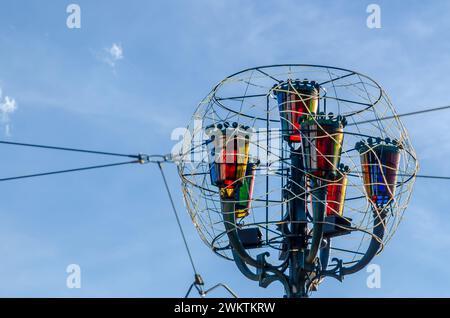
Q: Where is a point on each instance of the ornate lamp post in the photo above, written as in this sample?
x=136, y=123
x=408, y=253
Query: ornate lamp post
x=295, y=183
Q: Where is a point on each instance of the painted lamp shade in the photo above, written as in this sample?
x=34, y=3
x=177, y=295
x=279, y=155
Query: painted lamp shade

※ ※ ※

Rewrite the lines running from the start of the data through the line containing "x=295, y=183", both ends included. Multiply the x and y coordinates in the answers by 0.65 and round them to whole numbers, with halves rounding up. Keep every other line and number unchanged, and leave the pictures out.

Q: Where is a point on each instance of the ornate lamp post in the photo above, written as in this sample?
x=136, y=123
x=408, y=253
Query: ornate lamp post
x=192, y=119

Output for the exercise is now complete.